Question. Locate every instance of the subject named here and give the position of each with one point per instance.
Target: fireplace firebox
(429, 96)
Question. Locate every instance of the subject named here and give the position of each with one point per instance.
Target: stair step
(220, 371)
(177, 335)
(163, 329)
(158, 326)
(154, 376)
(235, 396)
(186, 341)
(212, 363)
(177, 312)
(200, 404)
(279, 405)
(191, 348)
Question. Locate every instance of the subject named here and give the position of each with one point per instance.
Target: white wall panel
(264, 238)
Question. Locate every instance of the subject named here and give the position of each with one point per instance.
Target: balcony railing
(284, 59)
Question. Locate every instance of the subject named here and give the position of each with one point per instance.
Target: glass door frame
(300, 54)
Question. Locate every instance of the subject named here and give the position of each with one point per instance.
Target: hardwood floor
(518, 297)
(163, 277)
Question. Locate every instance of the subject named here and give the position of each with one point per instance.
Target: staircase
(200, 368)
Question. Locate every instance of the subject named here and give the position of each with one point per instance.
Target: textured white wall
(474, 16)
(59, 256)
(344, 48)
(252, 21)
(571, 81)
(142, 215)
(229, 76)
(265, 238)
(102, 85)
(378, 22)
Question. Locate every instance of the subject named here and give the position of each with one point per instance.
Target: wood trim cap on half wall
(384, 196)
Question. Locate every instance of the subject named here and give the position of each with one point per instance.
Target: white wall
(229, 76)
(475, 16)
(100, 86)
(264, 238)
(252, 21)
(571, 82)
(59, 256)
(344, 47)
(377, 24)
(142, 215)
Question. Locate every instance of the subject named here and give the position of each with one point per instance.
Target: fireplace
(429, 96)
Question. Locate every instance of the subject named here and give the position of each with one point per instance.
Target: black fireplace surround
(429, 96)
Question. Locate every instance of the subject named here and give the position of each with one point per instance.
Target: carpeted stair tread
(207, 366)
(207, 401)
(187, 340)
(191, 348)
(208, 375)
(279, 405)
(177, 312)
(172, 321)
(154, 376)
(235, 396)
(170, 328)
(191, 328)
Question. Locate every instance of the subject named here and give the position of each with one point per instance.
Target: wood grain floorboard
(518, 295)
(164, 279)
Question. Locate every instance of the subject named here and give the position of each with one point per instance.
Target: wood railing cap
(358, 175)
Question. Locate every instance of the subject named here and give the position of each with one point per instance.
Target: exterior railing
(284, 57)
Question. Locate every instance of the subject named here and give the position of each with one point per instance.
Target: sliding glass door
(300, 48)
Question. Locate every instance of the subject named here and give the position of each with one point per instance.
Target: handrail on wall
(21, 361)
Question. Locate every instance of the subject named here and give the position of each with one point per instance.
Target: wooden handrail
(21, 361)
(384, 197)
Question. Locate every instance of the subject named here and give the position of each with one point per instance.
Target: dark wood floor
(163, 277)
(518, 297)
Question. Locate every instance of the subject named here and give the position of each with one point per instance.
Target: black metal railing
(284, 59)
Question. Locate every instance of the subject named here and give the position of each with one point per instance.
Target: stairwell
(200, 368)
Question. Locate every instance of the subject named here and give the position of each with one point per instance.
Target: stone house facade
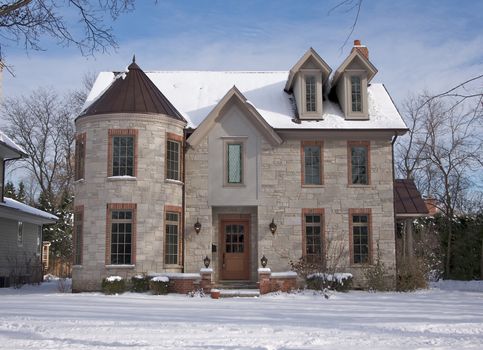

----------------------------------------

Written request ▸
Pull out every line from the entries above that contains the string "door", and match its uppercase and lowercase letters exactly.

Final result ▸
Target: glass door frame
Target: sliding glass door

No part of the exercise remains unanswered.